WRITTEN PROBLEM — Gather every line in the records that contains the word "several", and copy each of those lines out in full.

[start RECORDED DATA]

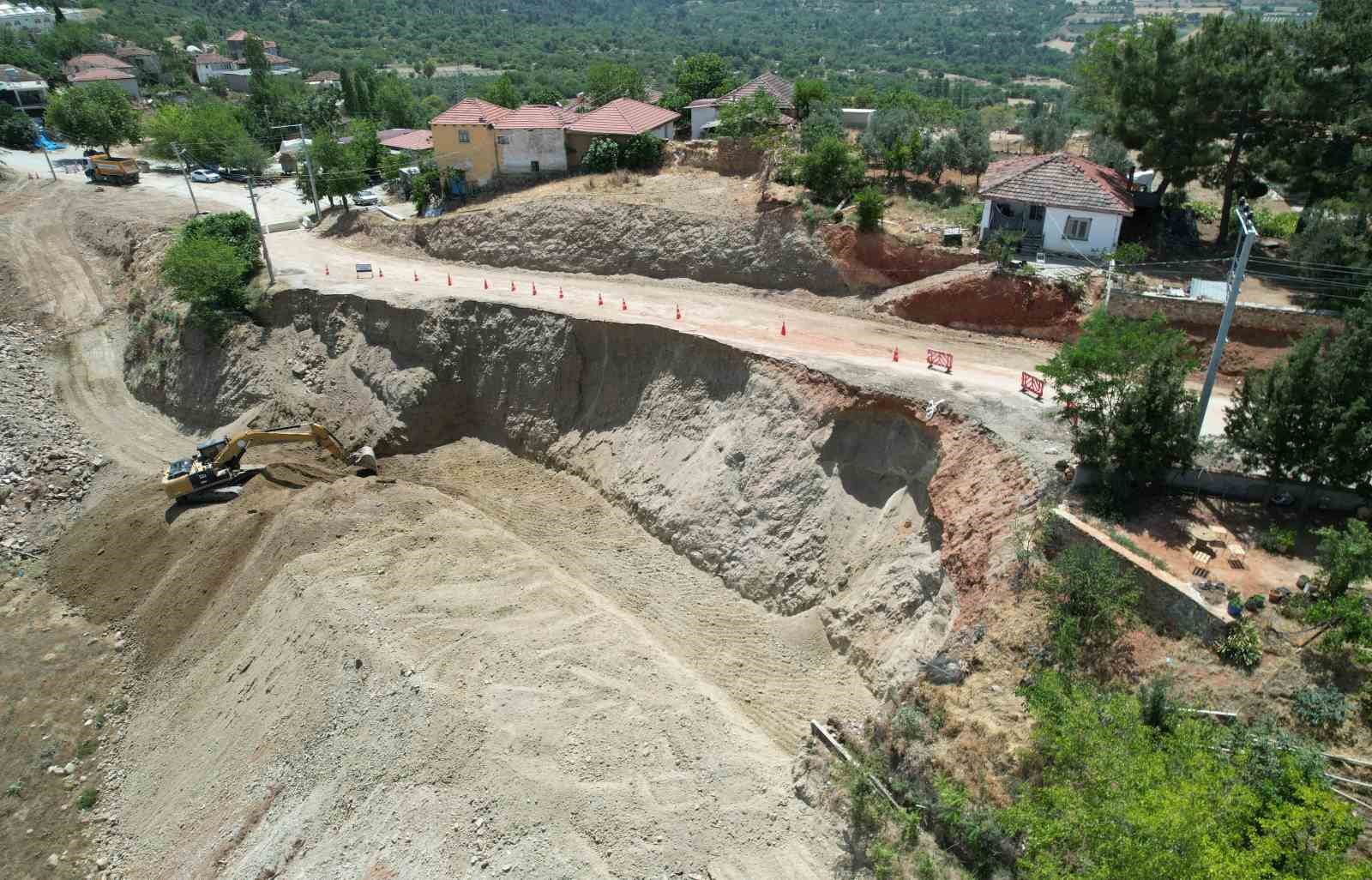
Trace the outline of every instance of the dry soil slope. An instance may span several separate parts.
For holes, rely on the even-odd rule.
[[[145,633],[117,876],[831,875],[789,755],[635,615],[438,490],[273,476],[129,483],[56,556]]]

[end RECORDED DATA]
[start RECORDED DATA]

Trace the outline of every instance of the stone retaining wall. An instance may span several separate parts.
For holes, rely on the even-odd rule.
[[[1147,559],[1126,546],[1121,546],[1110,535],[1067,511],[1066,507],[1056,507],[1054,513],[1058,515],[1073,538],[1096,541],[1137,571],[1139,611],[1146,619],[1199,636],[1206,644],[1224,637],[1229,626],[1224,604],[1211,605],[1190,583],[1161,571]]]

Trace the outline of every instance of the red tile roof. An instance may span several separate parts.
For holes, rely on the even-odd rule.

[end RECORDED DATA]

ANSWER FOR THIS EXERCISE —
Trace the outline of every instance of the dry soil slope. An instance may span several separate parts.
Trace the outline of every instance of the stone retaining wall. An instance may span several separate parts.
Trace the outline of every instance of the red tile roof. An instance may span several separate parts.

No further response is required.